> The tasks:
1 - According to the text on the 2016 São Paulo municipal election, how many City Councillors did voters elect?
2 - Extend the text on the 2016 São Paulo municipal election past its last sentence.

> Reading text:
──────────
The 2016 São Paulo municipal election took place in the city of São Paulo on the 2 October 2016. Voters voted to elect the Mayor, the Vice Mayor and 55 City Councillors for the administration of the city. The result was a 1st round victory for João Doria of the Brazilian Social Democratic Party (PSDB), winning 3,085,187 votes and a share of 53,28% of the popular vote, defeating incumbent mayor Fernando Haddad of the Workers' Party (PT), who took 967,190 votes and a share of 16,70% of the popular vote. Although Haddad came in second place on the popular vote, he did not win any electoral zone, while Marta Suplicy (PMDB), who came in fourth place, managed to win a plurality of the votes in 2 electoral zones.
──────────
> Supplied material:
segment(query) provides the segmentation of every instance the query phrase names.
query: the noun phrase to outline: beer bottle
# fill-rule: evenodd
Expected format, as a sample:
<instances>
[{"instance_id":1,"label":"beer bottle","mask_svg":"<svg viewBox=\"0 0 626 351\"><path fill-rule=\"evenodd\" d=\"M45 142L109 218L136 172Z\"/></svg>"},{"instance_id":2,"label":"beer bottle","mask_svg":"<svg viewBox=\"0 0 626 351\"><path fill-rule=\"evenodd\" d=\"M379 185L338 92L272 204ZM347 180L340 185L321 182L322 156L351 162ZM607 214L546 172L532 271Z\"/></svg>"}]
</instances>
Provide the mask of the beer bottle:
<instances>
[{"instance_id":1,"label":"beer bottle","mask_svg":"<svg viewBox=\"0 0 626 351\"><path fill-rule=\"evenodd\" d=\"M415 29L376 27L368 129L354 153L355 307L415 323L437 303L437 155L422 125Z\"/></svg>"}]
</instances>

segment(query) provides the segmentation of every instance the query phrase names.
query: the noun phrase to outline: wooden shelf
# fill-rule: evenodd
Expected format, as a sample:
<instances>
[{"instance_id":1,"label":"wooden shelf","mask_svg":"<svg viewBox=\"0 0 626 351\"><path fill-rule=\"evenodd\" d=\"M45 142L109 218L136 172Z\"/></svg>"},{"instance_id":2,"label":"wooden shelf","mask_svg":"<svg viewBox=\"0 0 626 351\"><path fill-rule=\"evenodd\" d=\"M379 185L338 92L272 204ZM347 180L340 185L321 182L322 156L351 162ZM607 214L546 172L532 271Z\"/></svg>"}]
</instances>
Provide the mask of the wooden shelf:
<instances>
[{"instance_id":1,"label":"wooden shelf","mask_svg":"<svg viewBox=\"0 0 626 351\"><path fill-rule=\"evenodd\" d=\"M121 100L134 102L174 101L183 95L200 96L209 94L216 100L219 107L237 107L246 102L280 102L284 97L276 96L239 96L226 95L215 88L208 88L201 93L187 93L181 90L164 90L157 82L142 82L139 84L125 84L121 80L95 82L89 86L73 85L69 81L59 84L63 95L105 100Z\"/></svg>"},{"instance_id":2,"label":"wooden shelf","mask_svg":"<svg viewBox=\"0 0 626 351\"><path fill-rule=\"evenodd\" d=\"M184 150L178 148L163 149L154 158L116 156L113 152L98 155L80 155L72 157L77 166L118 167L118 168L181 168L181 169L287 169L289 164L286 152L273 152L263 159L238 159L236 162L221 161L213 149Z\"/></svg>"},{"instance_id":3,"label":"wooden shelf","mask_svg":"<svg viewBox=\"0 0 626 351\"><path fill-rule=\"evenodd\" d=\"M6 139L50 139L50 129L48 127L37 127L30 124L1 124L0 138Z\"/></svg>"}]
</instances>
──────────
> Per-task outputs:
1 - 55

2 -
Background 
The campaign happened in the context of the ongoing political crisis and the fallout after the recently impeached president Dilma Rousseff, of the Workers' Party (PT). This event played a huge role in the election, which would see a weakened Worker's Party (PT). The election saw the resurgence of the Brazilian Social Democratic Party (PSDB) with Doria emerging as their leading candidate in opposition to the Worker's Party, which was suffering a steady decline following Dilma's impeachment.

Incumbent mayor Fernando Haddad ran a reelection campaign on keeping the left-wing status-quo, in contrast to Doria's campaign, which emphasized mostly socially liberal economic reforms, as part of the "liberal wave" following the fallout of Dilma's impeachment. Among other candidates were Celso Russomano (PRB), Marta Suplicy (PMDB), Altino Prazeres (PSTU), Ricardo Young (REDE), João Bico (PSDC), Levy Fidelix (PRTB), Luiza Erundina (PSOL) and Major Olímpio (SD).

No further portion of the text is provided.